== Task objective ==
All entries are to be retyped without alteration.

Data shown Start Marker

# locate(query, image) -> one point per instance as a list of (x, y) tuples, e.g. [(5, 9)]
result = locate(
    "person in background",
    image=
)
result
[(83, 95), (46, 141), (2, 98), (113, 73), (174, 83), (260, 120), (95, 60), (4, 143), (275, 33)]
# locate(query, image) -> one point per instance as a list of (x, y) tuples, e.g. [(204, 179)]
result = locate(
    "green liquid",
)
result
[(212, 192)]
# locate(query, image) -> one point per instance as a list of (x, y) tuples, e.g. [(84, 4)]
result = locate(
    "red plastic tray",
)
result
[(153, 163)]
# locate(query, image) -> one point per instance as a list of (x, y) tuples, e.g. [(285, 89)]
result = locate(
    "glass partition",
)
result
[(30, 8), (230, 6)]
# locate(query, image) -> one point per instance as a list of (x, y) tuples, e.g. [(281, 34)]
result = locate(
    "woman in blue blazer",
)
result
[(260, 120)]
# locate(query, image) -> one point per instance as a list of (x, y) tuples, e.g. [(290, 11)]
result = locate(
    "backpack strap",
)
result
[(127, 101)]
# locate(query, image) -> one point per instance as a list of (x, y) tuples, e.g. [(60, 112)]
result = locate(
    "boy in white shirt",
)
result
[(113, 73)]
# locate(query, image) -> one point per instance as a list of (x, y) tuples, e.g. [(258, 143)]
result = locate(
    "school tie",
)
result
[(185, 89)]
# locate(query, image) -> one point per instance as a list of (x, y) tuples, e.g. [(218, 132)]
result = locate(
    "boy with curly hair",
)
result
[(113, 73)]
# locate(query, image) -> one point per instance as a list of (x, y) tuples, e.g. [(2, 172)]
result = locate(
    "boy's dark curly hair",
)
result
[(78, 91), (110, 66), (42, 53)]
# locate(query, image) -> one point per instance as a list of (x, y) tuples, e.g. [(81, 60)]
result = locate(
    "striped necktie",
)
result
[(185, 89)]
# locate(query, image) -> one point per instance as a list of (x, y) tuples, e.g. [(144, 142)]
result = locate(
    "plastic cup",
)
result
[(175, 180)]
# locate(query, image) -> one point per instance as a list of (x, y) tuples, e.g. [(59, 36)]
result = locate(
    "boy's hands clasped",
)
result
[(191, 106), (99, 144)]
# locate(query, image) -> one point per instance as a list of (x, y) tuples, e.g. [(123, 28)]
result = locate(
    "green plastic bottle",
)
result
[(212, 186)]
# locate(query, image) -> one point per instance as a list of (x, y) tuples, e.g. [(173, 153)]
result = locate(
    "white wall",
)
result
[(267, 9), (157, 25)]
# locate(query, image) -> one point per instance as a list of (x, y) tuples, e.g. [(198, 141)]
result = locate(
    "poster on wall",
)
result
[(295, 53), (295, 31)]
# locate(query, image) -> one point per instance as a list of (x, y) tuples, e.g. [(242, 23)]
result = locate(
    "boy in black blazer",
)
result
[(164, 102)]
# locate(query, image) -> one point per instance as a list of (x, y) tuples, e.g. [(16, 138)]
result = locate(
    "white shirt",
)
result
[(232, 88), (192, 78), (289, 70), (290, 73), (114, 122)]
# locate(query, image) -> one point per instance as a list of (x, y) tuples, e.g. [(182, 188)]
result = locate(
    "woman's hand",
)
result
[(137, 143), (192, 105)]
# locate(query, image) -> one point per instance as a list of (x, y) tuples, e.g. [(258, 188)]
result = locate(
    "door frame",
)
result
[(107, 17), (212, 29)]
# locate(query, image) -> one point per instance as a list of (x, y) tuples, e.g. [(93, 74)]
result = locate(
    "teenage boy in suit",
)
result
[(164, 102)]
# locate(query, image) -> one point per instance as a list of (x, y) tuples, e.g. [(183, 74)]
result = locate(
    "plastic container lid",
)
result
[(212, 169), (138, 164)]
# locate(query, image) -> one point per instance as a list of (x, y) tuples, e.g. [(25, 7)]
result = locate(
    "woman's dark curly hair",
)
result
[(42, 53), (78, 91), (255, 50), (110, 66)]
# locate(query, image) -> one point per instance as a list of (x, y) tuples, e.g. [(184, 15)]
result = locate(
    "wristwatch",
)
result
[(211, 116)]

Data shown End Marker

== Written answer ==
# locate(query, image) -> one point per instance as a list of (x, y) tuples, e.g. [(5, 9)]
result = locate(
    "person in background",
    image=
)
result
[(83, 95), (46, 141), (2, 98), (113, 73), (174, 83), (260, 120), (95, 60), (4, 143), (275, 33)]
# locate(query, image) -> one point per instance as a list of (x, y) tuples, e.g. [(204, 179)]
result = locate(
    "green liquid",
)
result
[(212, 192)]
# locate(query, image) -> one point per instance as a list of (x, y) tuples, e.g. [(84, 4)]
result = locate(
    "red plastic tray",
)
result
[(153, 163)]
# locate(query, image) -> one point per instance as a list of (x, y) tuples, e.g. [(285, 89)]
result = locate(
    "glass partition",
)
result
[(30, 8), (230, 6)]
# locate(query, image) -> one point per instance as a list of (x, y) tuples, e.g. [(281, 34)]
result = locate(
    "woman in blue blazer",
)
result
[(260, 120)]
# locate(query, image) -> one point per instance as a list of (x, y) tuples, e.g. [(290, 11)]
result = locate(
    "backpack strap",
)
result
[(127, 101)]
# locate(query, image) -> one point per instance as a list of (x, y) tuples, e.g. [(60, 112)]
result = locate(
    "boy in white shirt",
)
result
[(113, 73)]
# locate(query, image) -> one point per instance as a list of (x, y) tuples, e.g. [(258, 143)]
result = locate(
    "school tie",
)
result
[(185, 89)]
# locate(query, image) -> one point per instance as a list of (x, y) tuples, e.g. [(218, 132)]
result = locate(
    "boy with curly hair",
)
result
[(113, 73)]
# locate(query, image) -> one point per instance as a list of (x, y) tuples, e.g. [(2, 172)]
result = locate(
    "boy's dark curly hair",
)
result
[(78, 91), (110, 66), (42, 53)]
# locate(query, image) -> one point per instance as a list of (x, y) tuples, e.g. [(81, 60)]
result = locate(
    "striped necktie",
)
result
[(185, 89)]
# locate(query, image) -> one point per instance as a list of (x, y) tuples, e.g. [(144, 142)]
result = locate(
    "plastic cup",
)
result
[(175, 180)]
# locate(query, image) -> one point per instance as a list of (x, y) tuples, e.g. [(59, 36)]
result = locate(
    "boy's hands clasped",
)
result
[(191, 106), (99, 144)]
# locate(query, image) -> one point per instance as a list of (x, y) tuples, e.g. [(123, 28)]
result = locate(
    "green plastic bottle",
)
result
[(212, 186)]
# locate(query, image) -> one point per instance as a list of (x, y) tuples, e.g. [(173, 153)]
result = locate(
    "white wall",
)
result
[(267, 9), (157, 25)]
# locate(query, image) -> one point per instance as a list of (x, y) tuples, e.g. [(198, 141)]
result = locate(
    "poster on wall",
)
result
[(295, 53), (295, 31)]
# locate(query, image) -> one point per instance as a list of (x, y) tuples, e.g. [(242, 23)]
result = locate(
    "boy in black blazer",
)
result
[(164, 102)]
# locate(query, image) -> one point per instance as a list of (x, y) tuples, e.g. [(16, 138)]
result = locate(
    "white shirt",
)
result
[(232, 88), (192, 78), (289, 70), (290, 73), (114, 122)]
# locate(query, image) -> one point per instance as a list of (x, y) tuples, e.g. [(182, 188)]
result = locate(
    "woman's hand",
)
result
[(137, 143), (192, 105)]
# locate(query, image) -> one point per instance as a list of (x, y) tuples, e.g. [(258, 188)]
result = locate(
    "door frame",
)
result
[(107, 17), (212, 29)]
# locate(query, image) -> one point per instance as a list of (x, y) tuples, e.g. [(93, 74)]
result = locate(
    "teenage boy in suit",
)
result
[(164, 102)]
# locate(query, image) -> one point per instance as a list of (x, y) tuples, e.g. [(183, 74)]
result = locate(
    "plastic container lid",
)
result
[(212, 169), (138, 164)]
# locate(query, image) -> one point per instance as a list of (x, y) tuples, e.g. [(25, 7)]
result = locate(
    "woman's dark curly hair",
)
result
[(42, 53), (78, 91), (255, 50), (110, 66)]
# locate(query, image) -> one point per instance as a list of (x, y) tuples, e.g. [(184, 15)]
result = locate(
    "wristwatch",
)
result
[(211, 116)]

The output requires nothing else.